START EXTRACT TO READ
Weathervane at Lord's Cricket Ground, London

Father Time is a weathervane at Lord's Cricket Ground, London, in the shape of Father Time removing the bails from a wicket. The full weathervane is 6 ft 6 in tall, with the figure of Father Time standing at 5 ft 4 in. It was given to Lord's in 1926 by the architect of the Grand Stand, Sir Herbert Baker. The symbolism of the figure derives from Law 12(3) of the Laws of Cricket: "After the call of Time, the bails shall be removed from both wickets." The weathervane is frequently referred to as Old Father Time in television and radio broadcasts, but "Old" is not part of its official title.

Father Time was originally located atop the old Grand Stand. It was wrenched from its position during the Blitz, when it became entangled in the steel cable of a barrage balloon, but was repaired and returned to its previous place. In 1992 it was struck by lightning, and the subsequent repairs were featured on the children's television programme Blue Peter.

Father Time was permanently relocated to a structure between the Mound Stand and the Tavern Stand in 1996, when the Grand Stand was demolished and rebuilt. It was again damaged in March 2015 by the high winds of Cyclone Niklas, which necessitated extensive repair by specialists.

In 1969 Father Time became the subject of a poem, "Lord's Test", by the Sussex and England cricketer John Snow.
END EXTRACT TO READ
TASK SET
[A] According to the Father Time text, what damaged the weathervane in 1992?
[B] Reproduce word for word the stretch of the Father Time text from "Father Time is" through "its official title.".
START DATA FOR ANALYSIS
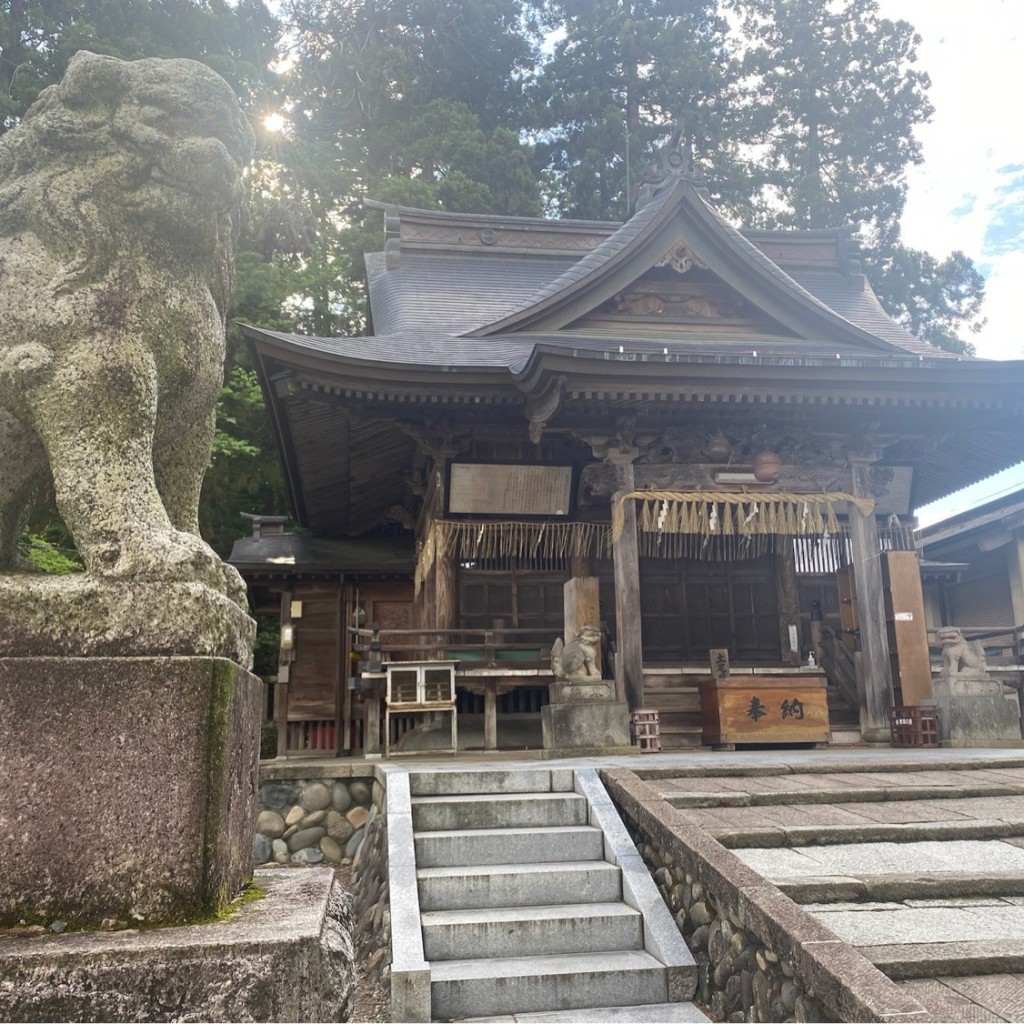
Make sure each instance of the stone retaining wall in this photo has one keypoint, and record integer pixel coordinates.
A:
(313, 820)
(761, 956)
(334, 819)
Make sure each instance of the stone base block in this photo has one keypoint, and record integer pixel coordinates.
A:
(81, 614)
(585, 691)
(285, 957)
(127, 786)
(973, 712)
(570, 726)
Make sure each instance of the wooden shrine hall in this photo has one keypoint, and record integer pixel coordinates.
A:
(720, 429)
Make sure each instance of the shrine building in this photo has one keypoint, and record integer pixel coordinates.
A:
(706, 441)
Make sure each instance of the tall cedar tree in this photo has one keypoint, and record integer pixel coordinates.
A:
(834, 96)
(621, 77)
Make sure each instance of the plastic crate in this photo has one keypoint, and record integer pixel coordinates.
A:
(645, 730)
(913, 725)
END DATA FOR ANALYSIS
RESULTS
[A] It was struck by lightning.

[B]
Father Time is a weathervane at Lord's Cricket Ground, London, in the shape of Father Time removing the bails from a wicket. The full weathervane is 6 ft 6 in tall, with the figure of Father Time standing at 5 ft 4 in. It was given to Lord's in 1926 by the architect of the Grand Stand, Sir Herbert Baker. The symbolism of the figure derives from Law 12(3) of the Laws of Cricket: "After the call of Time, the bails shall be removed from both wickets." The weathervane is frequently referred to as Old Father Time in television and radio broadcasts, but "Old" is not part of its official title.